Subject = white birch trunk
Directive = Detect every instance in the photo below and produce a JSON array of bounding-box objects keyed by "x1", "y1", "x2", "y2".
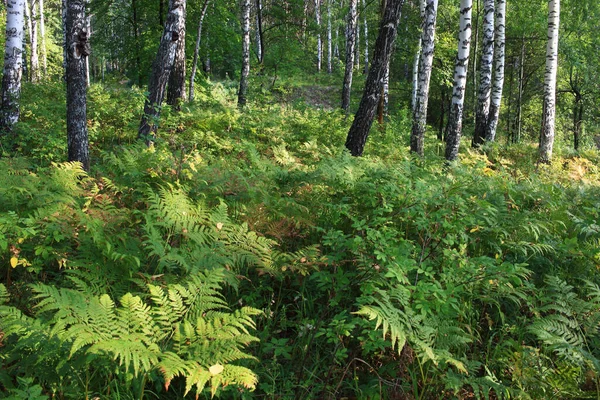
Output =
[
  {"x1": 167, "y1": 0, "x2": 186, "y2": 108},
  {"x1": 444, "y1": 0, "x2": 473, "y2": 161},
  {"x1": 315, "y1": 0, "x2": 322, "y2": 72},
  {"x1": 28, "y1": 0, "x2": 39, "y2": 82},
  {"x1": 411, "y1": 0, "x2": 426, "y2": 113},
  {"x1": 485, "y1": 0, "x2": 505, "y2": 142},
  {"x1": 255, "y1": 0, "x2": 262, "y2": 63},
  {"x1": 39, "y1": 0, "x2": 47, "y2": 77},
  {"x1": 189, "y1": 0, "x2": 210, "y2": 101},
  {"x1": 341, "y1": 0, "x2": 357, "y2": 112},
  {"x1": 362, "y1": 0, "x2": 368, "y2": 73},
  {"x1": 24, "y1": 0, "x2": 32, "y2": 80},
  {"x1": 473, "y1": 0, "x2": 494, "y2": 146},
  {"x1": 539, "y1": 0, "x2": 560, "y2": 163},
  {"x1": 354, "y1": 15, "x2": 360, "y2": 71},
  {"x1": 1, "y1": 0, "x2": 25, "y2": 131},
  {"x1": 238, "y1": 0, "x2": 251, "y2": 107},
  {"x1": 327, "y1": 0, "x2": 332, "y2": 73},
  {"x1": 410, "y1": 0, "x2": 438, "y2": 155},
  {"x1": 85, "y1": 13, "x2": 91, "y2": 87}
]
::::::::::
_Your objective_
If an entry contains a picture, skip the picture and reproduce everything else exactly.

_Answer to this exercise_
Subject = white birch trunk
Directive = Detect every instance in the photo below and produce a JSON array of bounding-box objects keyed by "x1", "y1", "x2", "y2".
Output =
[
  {"x1": 167, "y1": 0, "x2": 186, "y2": 108},
  {"x1": 444, "y1": 0, "x2": 473, "y2": 161},
  {"x1": 315, "y1": 0, "x2": 322, "y2": 72},
  {"x1": 28, "y1": 0, "x2": 39, "y2": 82},
  {"x1": 411, "y1": 0, "x2": 426, "y2": 113},
  {"x1": 485, "y1": 0, "x2": 505, "y2": 142},
  {"x1": 255, "y1": 0, "x2": 262, "y2": 63},
  {"x1": 39, "y1": 0, "x2": 47, "y2": 77},
  {"x1": 189, "y1": 0, "x2": 210, "y2": 101},
  {"x1": 341, "y1": 0, "x2": 357, "y2": 112},
  {"x1": 362, "y1": 0, "x2": 368, "y2": 73},
  {"x1": 24, "y1": 0, "x2": 32, "y2": 80},
  {"x1": 473, "y1": 0, "x2": 494, "y2": 146},
  {"x1": 539, "y1": 0, "x2": 560, "y2": 163},
  {"x1": 354, "y1": 15, "x2": 360, "y2": 71},
  {"x1": 1, "y1": 0, "x2": 25, "y2": 131},
  {"x1": 238, "y1": 0, "x2": 251, "y2": 107},
  {"x1": 327, "y1": 0, "x2": 332, "y2": 73},
  {"x1": 410, "y1": 0, "x2": 438, "y2": 155},
  {"x1": 85, "y1": 13, "x2": 91, "y2": 87}
]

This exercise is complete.